ENTRIES PROVIDED:
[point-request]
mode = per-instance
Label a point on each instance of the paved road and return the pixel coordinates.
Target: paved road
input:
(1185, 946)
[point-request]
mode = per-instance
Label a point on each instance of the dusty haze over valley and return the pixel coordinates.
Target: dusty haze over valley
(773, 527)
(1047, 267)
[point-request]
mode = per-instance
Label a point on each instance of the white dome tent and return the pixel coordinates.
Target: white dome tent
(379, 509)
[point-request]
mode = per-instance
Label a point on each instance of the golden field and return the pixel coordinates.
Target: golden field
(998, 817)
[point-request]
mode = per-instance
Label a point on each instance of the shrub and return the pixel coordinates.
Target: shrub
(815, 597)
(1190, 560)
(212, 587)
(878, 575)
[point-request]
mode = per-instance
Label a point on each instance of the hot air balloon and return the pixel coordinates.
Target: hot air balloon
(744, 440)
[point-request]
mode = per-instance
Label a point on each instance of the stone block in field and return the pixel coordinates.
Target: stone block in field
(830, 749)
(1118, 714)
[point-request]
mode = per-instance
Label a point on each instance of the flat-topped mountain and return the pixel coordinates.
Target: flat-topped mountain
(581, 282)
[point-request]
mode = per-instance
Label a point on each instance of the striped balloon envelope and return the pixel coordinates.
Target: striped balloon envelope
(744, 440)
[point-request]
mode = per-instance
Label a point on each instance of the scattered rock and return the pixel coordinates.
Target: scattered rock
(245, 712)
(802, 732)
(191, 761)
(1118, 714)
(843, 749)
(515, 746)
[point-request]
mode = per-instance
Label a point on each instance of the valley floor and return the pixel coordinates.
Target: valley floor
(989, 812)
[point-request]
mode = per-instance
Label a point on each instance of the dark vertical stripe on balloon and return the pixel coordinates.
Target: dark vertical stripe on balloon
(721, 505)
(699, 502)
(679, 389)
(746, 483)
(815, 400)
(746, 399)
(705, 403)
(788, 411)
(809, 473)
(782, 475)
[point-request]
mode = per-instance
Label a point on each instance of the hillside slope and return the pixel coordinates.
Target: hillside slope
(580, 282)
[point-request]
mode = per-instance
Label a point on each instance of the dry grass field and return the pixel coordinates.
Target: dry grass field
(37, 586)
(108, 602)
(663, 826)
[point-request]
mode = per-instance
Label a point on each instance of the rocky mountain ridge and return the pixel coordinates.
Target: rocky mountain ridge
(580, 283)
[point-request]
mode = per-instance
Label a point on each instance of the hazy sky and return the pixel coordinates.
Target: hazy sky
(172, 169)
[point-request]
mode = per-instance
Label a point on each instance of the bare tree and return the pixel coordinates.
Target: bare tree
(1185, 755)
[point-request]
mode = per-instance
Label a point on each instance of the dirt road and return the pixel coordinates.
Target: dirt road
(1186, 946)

WHAT YOU SHOULD DO: Can you reproduce the listing from its first line through the line holding "(1185, 946)", inclusive, keeping the requests unchanged but scaling every answer coordinate by 2.05, rounded to whole numbers with halves rounded up?

ANSWER:
[point-request]
mode = per-instance
Label a point on each instance of the paved road and return the pixel coordinates.
Target: paved road
input:
(2429, 1939)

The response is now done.